*EXERCISE TASK*: Repeat the listing exactly as given, omitting every image.

*Image location labeling entries*:
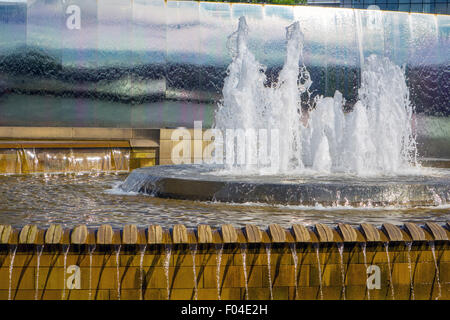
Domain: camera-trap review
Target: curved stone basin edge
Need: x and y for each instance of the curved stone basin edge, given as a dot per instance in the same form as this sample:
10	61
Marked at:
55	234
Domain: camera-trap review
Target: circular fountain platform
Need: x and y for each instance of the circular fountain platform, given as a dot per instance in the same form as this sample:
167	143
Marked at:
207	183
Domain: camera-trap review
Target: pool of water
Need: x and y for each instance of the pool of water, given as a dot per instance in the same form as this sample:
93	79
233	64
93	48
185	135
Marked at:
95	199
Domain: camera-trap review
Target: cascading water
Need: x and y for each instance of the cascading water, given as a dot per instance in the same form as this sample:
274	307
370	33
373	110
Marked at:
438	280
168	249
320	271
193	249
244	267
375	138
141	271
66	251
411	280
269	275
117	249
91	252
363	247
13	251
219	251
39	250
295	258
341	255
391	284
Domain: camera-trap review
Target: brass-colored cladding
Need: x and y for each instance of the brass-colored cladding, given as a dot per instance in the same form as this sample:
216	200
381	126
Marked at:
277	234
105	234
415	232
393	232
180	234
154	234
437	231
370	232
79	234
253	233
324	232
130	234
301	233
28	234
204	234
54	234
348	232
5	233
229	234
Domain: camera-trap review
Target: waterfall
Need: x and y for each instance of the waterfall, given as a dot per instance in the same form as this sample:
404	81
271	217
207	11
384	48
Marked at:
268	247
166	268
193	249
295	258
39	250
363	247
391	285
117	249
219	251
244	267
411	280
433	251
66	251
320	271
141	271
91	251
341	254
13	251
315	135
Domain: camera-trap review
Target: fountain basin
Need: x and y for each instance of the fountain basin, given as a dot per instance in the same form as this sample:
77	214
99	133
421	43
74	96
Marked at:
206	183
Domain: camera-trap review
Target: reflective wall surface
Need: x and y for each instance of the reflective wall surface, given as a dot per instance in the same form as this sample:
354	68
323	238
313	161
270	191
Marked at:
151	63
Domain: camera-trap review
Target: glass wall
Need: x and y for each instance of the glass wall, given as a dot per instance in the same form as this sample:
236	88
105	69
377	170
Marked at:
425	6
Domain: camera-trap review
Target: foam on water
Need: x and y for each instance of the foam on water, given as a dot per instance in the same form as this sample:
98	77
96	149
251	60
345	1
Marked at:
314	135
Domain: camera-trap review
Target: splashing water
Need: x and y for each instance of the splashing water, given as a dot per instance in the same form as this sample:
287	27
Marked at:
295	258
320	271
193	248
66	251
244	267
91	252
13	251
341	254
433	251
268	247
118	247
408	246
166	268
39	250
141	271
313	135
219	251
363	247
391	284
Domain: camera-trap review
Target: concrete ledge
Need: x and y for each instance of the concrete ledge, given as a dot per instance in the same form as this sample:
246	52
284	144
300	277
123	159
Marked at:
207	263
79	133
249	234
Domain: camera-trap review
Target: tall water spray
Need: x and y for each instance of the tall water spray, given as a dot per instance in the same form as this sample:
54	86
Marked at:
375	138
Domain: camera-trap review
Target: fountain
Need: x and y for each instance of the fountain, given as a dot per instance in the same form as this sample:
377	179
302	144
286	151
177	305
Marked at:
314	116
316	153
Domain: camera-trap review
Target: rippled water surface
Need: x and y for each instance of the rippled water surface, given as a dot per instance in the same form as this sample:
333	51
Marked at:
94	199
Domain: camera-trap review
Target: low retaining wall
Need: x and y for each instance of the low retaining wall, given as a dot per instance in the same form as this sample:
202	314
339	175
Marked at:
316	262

*TASK RESPONSE*:
Domain: camera-trap review
Target: curved stone basin edge
Need: x and y for each instance of the curved stone basin edge, given as a dot per instance in the same form as this sample:
10	61
Marked at:
55	234
Domain: camera-trap review
Target: circular fountain platform
Need: x and y for each instance of the circular fountain platform, given as a dot per instance in the same form as this sample:
167	143
Marked at:
207	183
Domain: camera-trap review
Target: pool of water
Need: x and y for each instance of the pool of water, given as a dot per instance in the same form as this sample:
93	79
233	64
93	48
185	135
Marked at:
95	199
Domain: camera-trap review
Target: cascading water
Need: x and y for each instance of the cascading water, given as a dot per instance in the same form as this sample:
274	307
370	33
373	110
Marked at:
438	280
168	249
320	271
193	249
244	267
375	138
141	271
66	251
411	280
269	275
117	249
91	252
363	247
13	251
219	251
39	250
295	258
341	255
391	284
Domain: camera-trap review
Target: brass-colored cladding
Need: x and y for each instance of the brass-colored cladding, given as a dot per instance in the same form as this sample:
216	200
381	126
Marked at:
277	234
105	234
415	232
393	232
180	234
154	234
437	231
370	232
79	234
253	233
324	232
130	234
301	233
28	234
204	234
54	234
348	232
5	233
229	234
Domain: camera-trap review
Target: waterfall
Need: x and y for each instance of the waterfall, given as a dot per instance in the same form as this sample:
404	81
271	217
207	11
384	48
Marked at:
268	247
166	268
193	249
295	258
39	250
363	247
391	285
117	249
219	251
244	267
411	280
433	251
66	251
320	271
141	271
91	251
341	254
13	251
315	135
Domain: camera-trap review
Target: fountain basin
Need: x and y for each instance of the fountain basin, given as a dot per instance in the same form as this sample:
77	214
99	133
421	43
74	96
Marked at:
206	183
Domain: camera-trap review
Target: reflective wall surface
Need: x and y for each instance of the reflective wall surface, given as a dot per instance in the same form as this sample:
354	68
323	238
313	161
270	191
Marked at:
151	63
Domain: camera-trap review
Target: glass wall
Need: x and y for each instance of the glass wall, given as a dot per instance in the same form as this sample:
236	88
105	69
377	170
Marked at:
425	6
Domain: camera-trap review
Target: foam on water
Need: x and y for each instance of the foam on water, given as a dot per instance in the same form as this sample:
98	77
96	149
251	60
345	1
Marked at:
314	135
Domain: camera-trap review
Target: splashing water
Need: x and y for each instance of the splashing water, given as a dot per instance in the same form as this sample:
287	27
Marked at:
295	258
320	271
193	248
66	251
244	267
91	252
13	251
341	254
433	251
268	247
118	247
408	246
166	268
39	250
141	271
313	135
219	251
363	247
391	284
Domain: camera-trap review
Target: concrete ledge
Need: x and y for each instance of the concrete ledge, given as a dot per instance in the same form as this sample:
246	52
284	144
300	277
123	159
Marked at:
207	263
79	133
249	234
Domain: camera-trap review
Target: tall water spray
Need: x and y for each instance of the tall water spray, given as a dot per instance in the same form as this sample:
54	86
Marked at:
375	138
Domain: camera-trap review
Target: fountain
Need: x and y for each instance of the fountain, given as a dot per instance in the same form as this sample:
377	179
302	144
286	151
177	305
Marked at:
314	116
316	153
Domain: camera-trap review
Target: rippled water surface
Need: x and y for each instance of the rippled water surface, given as a dot per instance in the same form as this sample:
333	51
Marked at:
94	199
Domain: camera-trap review
Target: low retaining wall
Need: x and y for each instance of the low retaining wall, given as a dot per instance in the same form as this sample:
202	314
339	175
Marked at:
316	262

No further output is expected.